(A block of data)

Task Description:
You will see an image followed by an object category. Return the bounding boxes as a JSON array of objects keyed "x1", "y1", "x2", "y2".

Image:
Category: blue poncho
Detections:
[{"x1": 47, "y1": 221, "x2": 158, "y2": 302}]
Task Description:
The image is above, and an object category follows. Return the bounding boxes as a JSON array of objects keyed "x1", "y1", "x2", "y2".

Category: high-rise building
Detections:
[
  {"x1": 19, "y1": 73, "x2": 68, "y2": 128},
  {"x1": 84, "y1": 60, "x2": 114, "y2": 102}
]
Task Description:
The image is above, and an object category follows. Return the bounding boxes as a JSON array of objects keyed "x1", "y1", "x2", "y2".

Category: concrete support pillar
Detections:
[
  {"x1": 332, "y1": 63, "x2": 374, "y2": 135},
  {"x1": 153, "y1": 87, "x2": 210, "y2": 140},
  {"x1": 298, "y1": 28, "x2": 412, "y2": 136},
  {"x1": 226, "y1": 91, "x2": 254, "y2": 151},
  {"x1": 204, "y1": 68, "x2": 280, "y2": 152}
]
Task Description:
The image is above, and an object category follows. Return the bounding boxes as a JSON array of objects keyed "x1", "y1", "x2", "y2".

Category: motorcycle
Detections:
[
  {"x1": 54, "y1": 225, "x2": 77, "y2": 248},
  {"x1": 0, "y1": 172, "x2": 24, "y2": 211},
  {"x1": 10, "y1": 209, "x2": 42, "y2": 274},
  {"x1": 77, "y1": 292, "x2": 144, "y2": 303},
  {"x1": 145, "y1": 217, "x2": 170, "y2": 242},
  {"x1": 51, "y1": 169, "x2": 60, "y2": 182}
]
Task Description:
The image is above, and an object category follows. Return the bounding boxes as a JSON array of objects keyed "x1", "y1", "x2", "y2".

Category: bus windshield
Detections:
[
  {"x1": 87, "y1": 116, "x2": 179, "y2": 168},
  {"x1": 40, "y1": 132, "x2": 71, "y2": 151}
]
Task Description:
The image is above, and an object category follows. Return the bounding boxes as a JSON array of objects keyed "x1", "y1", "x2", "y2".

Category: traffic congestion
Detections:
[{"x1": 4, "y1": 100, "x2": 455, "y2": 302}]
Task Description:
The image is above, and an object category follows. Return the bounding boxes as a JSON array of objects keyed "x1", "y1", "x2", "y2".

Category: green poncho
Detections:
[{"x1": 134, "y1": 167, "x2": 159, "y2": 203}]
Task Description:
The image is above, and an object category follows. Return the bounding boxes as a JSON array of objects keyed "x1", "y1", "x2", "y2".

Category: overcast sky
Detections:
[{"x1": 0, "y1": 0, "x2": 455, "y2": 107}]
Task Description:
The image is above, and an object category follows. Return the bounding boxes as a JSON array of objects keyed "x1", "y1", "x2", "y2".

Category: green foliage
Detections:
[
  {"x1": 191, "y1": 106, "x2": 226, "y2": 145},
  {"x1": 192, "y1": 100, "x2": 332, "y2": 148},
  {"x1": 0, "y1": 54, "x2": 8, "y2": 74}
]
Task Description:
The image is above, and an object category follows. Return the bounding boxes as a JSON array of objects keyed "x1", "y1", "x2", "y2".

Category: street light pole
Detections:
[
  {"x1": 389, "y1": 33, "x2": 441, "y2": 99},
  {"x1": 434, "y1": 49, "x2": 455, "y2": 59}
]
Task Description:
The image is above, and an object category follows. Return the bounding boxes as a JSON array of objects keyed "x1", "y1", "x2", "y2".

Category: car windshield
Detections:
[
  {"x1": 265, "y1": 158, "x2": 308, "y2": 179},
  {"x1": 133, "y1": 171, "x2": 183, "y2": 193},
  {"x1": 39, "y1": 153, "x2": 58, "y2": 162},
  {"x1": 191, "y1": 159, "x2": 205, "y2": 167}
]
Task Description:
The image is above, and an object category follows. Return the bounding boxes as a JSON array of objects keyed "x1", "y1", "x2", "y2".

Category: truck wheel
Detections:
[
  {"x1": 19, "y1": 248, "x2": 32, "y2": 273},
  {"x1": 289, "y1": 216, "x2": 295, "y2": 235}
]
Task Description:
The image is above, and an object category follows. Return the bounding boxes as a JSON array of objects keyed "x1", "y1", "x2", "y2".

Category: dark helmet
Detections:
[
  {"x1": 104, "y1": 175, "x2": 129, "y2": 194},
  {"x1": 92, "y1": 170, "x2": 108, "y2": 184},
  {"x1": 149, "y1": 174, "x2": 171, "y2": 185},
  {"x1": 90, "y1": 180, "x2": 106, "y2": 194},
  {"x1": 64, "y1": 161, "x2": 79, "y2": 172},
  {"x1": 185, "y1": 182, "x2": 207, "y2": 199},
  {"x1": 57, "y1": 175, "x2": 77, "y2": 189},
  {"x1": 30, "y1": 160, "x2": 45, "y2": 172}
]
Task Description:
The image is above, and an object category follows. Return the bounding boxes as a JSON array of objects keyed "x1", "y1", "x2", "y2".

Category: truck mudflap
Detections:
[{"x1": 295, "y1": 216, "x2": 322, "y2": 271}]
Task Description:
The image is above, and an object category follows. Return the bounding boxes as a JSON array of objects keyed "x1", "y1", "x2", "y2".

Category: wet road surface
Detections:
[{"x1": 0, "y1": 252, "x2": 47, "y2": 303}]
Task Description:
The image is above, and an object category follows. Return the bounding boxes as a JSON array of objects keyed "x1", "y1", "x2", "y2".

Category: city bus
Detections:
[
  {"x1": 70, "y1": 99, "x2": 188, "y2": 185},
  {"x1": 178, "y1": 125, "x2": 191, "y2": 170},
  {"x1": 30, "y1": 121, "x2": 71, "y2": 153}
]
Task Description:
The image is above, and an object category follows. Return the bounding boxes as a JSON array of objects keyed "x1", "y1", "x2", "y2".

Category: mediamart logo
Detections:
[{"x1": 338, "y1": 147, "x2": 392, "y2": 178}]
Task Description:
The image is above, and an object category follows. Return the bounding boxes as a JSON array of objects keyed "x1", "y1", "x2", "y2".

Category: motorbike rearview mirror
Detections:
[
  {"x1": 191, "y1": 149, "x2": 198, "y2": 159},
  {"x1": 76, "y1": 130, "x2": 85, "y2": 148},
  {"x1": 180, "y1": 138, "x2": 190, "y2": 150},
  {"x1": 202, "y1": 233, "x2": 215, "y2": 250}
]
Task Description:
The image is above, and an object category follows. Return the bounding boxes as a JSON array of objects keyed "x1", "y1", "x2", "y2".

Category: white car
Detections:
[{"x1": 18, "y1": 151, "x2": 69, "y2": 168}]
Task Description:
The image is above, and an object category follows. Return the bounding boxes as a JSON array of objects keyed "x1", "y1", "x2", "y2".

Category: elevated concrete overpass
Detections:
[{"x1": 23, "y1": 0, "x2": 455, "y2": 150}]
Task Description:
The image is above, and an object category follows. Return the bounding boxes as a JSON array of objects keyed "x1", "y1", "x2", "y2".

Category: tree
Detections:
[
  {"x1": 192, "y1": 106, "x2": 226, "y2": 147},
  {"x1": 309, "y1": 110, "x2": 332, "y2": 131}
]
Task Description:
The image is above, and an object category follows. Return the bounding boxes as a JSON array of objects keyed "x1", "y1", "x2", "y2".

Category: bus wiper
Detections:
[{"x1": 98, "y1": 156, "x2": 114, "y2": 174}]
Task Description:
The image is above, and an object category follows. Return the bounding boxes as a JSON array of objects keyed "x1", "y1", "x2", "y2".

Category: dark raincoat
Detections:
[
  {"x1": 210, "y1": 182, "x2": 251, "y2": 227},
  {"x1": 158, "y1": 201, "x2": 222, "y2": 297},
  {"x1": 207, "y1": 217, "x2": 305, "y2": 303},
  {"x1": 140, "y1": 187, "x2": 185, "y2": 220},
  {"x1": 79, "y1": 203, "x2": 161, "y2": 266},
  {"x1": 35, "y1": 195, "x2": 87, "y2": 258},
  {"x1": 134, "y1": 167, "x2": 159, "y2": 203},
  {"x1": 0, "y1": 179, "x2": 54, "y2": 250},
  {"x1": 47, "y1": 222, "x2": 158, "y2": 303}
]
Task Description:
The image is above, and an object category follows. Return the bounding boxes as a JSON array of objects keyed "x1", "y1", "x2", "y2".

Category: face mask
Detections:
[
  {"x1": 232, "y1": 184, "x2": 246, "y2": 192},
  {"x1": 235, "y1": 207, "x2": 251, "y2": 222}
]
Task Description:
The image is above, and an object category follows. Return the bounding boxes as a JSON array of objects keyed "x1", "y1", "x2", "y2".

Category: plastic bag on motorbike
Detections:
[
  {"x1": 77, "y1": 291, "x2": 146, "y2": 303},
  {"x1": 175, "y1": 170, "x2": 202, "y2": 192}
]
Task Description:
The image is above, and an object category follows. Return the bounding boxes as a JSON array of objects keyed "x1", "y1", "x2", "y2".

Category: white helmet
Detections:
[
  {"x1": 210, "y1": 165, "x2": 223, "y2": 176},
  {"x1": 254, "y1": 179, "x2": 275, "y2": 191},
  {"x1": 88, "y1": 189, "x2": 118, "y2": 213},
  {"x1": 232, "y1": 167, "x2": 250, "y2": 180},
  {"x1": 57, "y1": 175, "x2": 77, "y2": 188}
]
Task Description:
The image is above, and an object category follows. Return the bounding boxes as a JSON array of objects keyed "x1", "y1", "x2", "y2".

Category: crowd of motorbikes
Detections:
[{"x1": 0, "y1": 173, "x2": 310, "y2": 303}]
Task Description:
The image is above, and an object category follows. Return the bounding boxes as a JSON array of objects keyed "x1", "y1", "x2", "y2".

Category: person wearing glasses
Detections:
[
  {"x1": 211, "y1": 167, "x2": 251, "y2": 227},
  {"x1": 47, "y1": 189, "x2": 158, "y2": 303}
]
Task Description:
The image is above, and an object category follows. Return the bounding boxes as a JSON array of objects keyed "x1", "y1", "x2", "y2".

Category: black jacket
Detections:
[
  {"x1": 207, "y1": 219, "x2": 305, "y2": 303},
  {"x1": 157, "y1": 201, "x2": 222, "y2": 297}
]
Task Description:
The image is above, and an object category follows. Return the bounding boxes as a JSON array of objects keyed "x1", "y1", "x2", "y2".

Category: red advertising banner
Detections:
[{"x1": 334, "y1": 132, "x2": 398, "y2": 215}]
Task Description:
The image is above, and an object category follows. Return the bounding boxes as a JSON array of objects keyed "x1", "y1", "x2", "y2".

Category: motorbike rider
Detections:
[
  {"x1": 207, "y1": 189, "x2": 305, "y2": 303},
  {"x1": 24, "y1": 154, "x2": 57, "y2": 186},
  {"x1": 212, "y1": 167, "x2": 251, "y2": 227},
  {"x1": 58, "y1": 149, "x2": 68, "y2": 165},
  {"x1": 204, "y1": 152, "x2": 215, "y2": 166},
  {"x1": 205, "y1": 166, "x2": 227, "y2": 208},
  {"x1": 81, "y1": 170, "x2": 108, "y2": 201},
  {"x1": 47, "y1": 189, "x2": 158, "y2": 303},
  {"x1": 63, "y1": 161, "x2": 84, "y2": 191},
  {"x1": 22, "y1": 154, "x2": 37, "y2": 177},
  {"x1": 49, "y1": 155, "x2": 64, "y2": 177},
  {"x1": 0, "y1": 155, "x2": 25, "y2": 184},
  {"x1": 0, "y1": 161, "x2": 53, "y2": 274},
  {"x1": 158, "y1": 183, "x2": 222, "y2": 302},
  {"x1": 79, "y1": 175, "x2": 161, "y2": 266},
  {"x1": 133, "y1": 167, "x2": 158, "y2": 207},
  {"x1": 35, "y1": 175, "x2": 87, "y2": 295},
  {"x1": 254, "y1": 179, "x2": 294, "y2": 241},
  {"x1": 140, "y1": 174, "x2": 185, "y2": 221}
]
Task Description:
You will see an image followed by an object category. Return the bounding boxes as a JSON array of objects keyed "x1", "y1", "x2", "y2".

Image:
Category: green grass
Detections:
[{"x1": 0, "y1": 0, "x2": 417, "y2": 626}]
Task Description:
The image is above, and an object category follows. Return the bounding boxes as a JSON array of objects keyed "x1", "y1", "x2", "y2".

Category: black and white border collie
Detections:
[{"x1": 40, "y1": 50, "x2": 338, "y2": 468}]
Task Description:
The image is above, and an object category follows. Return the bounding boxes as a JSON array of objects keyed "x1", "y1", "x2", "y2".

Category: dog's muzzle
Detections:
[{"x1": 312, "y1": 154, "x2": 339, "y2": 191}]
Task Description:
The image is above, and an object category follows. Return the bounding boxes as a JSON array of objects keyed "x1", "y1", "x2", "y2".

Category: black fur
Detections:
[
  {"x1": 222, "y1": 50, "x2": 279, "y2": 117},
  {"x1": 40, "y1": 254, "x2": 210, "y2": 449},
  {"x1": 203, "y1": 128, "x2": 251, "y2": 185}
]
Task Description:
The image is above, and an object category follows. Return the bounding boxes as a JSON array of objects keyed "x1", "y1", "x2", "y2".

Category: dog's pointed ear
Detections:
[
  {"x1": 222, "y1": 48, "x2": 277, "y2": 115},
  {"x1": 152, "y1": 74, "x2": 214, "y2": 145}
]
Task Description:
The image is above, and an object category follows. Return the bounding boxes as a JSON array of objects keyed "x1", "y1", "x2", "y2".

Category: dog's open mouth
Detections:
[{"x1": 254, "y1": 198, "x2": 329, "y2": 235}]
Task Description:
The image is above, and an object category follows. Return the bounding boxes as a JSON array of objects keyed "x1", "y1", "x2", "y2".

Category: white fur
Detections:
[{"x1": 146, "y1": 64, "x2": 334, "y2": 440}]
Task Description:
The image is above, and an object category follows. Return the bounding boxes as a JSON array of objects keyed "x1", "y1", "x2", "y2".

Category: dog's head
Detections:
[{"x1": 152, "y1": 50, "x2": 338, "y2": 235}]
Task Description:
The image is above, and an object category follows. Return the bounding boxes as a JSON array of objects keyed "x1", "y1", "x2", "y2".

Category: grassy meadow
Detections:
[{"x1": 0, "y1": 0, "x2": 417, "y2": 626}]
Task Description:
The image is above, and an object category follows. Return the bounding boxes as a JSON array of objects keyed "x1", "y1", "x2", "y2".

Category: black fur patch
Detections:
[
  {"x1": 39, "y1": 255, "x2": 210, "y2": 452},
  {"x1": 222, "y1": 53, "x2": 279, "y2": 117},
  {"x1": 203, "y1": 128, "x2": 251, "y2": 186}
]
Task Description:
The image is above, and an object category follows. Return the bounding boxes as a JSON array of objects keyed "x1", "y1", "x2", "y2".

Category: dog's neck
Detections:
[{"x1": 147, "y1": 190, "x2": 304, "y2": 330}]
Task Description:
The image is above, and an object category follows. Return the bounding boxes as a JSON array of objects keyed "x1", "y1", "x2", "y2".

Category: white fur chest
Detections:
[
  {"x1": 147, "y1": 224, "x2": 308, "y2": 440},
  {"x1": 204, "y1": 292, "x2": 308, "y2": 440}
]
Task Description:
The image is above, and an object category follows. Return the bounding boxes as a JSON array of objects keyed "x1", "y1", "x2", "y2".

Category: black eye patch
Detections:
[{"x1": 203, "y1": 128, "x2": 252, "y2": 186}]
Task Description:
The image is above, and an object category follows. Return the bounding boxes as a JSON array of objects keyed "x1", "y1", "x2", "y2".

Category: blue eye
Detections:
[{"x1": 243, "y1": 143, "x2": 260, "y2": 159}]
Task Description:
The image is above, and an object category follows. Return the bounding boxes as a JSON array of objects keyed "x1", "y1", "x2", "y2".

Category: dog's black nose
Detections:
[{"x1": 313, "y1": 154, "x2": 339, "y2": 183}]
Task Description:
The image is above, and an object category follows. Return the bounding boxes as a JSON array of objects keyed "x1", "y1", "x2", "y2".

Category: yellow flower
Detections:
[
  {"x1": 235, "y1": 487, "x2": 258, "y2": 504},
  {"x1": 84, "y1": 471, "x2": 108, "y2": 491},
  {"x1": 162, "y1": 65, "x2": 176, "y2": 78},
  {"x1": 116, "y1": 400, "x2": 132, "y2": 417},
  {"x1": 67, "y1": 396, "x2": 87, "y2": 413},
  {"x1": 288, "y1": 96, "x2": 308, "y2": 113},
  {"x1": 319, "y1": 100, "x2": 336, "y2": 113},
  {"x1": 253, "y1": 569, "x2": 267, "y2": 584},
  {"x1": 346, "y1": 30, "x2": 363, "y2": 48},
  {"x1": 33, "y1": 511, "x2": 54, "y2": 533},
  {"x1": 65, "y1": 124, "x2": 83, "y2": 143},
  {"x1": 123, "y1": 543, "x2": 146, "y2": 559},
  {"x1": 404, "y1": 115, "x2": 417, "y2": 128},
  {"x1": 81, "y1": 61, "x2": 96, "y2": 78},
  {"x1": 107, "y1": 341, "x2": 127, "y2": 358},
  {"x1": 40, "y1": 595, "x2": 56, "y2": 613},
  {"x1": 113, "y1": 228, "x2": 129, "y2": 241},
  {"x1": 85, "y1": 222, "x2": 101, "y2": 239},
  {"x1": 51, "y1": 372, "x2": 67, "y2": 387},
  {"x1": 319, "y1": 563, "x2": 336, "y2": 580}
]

- _TASK BRIEF_:
Return every line from the lines above that contains the word "patch". Case counts.

- _COMPLETE OUTPUT_:
Category: black fur patch
Category: black eye patch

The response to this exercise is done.